• Exercise
Could you render the data below as a JSON list of strings, one string per line, leaving out any blank lines?

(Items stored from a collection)
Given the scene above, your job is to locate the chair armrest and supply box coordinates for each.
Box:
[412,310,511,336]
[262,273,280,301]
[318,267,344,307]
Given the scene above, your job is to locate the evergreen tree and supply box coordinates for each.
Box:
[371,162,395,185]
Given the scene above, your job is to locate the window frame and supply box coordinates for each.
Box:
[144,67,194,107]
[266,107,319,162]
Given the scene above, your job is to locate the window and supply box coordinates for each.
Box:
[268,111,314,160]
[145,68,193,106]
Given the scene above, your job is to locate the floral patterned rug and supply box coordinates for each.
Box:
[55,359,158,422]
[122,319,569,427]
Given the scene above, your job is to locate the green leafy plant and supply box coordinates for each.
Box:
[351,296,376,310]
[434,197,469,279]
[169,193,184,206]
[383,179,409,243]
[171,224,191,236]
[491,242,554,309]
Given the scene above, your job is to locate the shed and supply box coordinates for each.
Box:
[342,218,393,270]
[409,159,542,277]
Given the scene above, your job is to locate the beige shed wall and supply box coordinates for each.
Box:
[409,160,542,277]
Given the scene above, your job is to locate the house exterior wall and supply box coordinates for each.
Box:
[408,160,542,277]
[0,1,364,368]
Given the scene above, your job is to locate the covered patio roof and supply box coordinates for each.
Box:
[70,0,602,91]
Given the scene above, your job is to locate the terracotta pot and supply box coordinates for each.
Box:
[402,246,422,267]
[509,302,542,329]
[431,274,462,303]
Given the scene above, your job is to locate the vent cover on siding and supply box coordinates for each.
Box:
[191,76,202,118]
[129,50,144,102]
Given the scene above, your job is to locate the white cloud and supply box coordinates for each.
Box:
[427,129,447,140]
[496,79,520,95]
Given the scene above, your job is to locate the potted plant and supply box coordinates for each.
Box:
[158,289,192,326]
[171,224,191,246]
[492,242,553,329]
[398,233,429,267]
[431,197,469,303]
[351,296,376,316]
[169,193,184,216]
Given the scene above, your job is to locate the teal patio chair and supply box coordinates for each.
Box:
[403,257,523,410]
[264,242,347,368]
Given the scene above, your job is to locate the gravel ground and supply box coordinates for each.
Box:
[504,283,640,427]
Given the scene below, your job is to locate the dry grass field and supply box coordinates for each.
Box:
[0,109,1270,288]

• Reply
[
  "Given the scene above, your job is to locate the chair armrest and supply box coordinates for each.",
  "Box:",
  "[412,310,511,336]",
  "[262,273,280,301]",
  "[318,267,344,307]",
  "Given the scene above, your job is to locate the evergreen tree and supply box coordinates for each.",
  "Box:",
  "[371,162,395,185]",
  "Given the scene above, your job is to locate the window frame and supply box coordinates for each.",
  "Box:",
  "[144,67,194,107]",
  "[266,107,319,162]",
  "Given the scene above, your job is to locate the window and supply box coordinates for each.",
  "Box:",
  "[268,111,314,160]",
  "[145,68,193,106]",
  "Given the scene above, your job is to locate the floral patterned rug and supply box coordinates for each.",
  "Box:",
  "[55,359,158,422]",
  "[122,319,569,427]",
  "Given the scene above, your job is to locate the green leafy plant and supply box coordinates for each.",
  "Box:",
  "[351,296,376,310]",
  "[434,197,469,279]",
  "[169,193,184,206]",
  "[383,179,409,243]",
  "[171,224,191,236]",
  "[491,242,554,309]",
  "Given the scene above, your job is to locate the shed and supply box coordinates for each.",
  "Box:",
  "[342,218,393,270]",
  "[409,159,542,277]",
  "Given the scene above, your job is to locate the beige shed wall and supply box coordinates for each.",
  "Box:",
  "[409,160,542,277]",
  "Given the scene above, your job is to locate the house exterior wall and supply box coordinates for each.",
  "Box:",
  "[408,160,542,277]",
  "[0,1,364,368]",
  "Given the scene above, your job is to locate the covered patio roof and supply box coordinates for each.",
  "Box:",
  "[70,0,602,91]",
  "Given the scene above, your job is to locate the terracotta pot and supply box coordinates for each.",
  "Box:",
  "[402,246,422,267]",
  "[509,302,542,329]",
  "[431,274,462,303]",
  "Given the scene above, your job is to locate the vent cover on siding and supply box coordinates for each.",
  "Box:",
  "[191,76,202,118]",
  "[129,50,144,102]",
  "Given the scene above, your job is to locate the white cloud and supply box coordinates for each.",
  "Box:",
  "[427,129,447,140]",
  "[496,79,520,95]",
  "Given the scene above, your job is to locate the potted plant and supply box coordinates for each.",
  "Box:",
  "[158,289,192,326]",
  "[171,224,191,246]",
  "[492,242,553,329]",
  "[398,233,429,267]",
  "[431,197,469,303]",
  "[351,296,376,316]",
  "[169,193,184,216]",
  "Given the scene above, your job is to locate the teal patio chair and supply box coordinates for each.",
  "Box:",
  "[403,257,523,410]",
  "[264,242,347,368]",
  "Given the scene above, your job is to locate the gravel ground and supply box coordinates for each.",
  "Box:",
  "[504,283,640,427]",
  "Given the scene below, your job is to locate the dry grass field and supply box coordinates for each.",
  "Box:",
  "[0,109,1270,288]"
]